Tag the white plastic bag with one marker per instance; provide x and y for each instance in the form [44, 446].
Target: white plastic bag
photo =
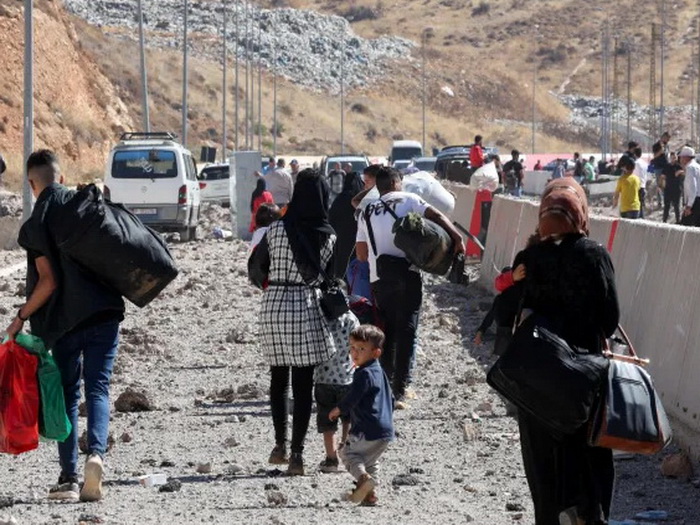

※ ※ ※

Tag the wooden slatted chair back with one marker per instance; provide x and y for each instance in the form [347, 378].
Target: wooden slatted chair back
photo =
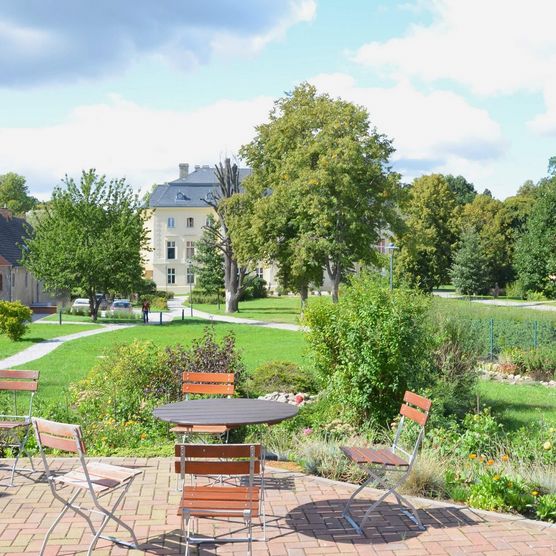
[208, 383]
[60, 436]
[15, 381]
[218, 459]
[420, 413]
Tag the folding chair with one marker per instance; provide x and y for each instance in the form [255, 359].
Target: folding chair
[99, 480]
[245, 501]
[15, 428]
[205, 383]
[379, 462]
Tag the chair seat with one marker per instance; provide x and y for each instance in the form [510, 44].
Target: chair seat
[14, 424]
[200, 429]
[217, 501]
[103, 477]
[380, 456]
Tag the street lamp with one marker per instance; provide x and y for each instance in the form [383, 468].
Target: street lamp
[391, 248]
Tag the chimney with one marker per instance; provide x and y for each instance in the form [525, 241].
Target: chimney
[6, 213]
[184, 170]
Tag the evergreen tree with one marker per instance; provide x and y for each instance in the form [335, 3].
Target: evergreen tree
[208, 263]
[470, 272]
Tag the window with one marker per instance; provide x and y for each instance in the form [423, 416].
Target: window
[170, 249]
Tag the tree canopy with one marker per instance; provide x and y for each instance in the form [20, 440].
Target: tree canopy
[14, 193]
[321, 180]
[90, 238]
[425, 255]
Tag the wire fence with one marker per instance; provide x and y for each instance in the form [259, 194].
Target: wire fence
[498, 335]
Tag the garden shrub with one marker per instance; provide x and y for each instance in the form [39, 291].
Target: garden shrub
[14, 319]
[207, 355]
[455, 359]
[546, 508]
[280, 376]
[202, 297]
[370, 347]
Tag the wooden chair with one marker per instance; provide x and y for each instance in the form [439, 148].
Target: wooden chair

※ ※ ※

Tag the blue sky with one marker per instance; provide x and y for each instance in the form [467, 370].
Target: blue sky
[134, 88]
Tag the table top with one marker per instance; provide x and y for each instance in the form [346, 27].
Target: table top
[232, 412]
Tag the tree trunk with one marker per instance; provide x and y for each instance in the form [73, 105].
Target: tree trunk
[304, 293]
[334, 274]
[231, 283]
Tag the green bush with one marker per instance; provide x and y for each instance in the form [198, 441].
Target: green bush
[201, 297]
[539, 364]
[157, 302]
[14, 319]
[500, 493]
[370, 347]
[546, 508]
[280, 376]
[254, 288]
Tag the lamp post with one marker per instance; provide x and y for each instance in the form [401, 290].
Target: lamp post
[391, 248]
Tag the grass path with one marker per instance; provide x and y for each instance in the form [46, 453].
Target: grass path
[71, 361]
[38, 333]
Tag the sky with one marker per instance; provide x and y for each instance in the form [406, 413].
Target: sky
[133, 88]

※ ※ ※

Exercise objective
Isolate the lines above that contain the word "slatted" and copy them.

Response area
Tag the wooden slatted chair back with one marker per instance; provide x and y for each instance in the form [347, 378].
Target: wooden slatted chair back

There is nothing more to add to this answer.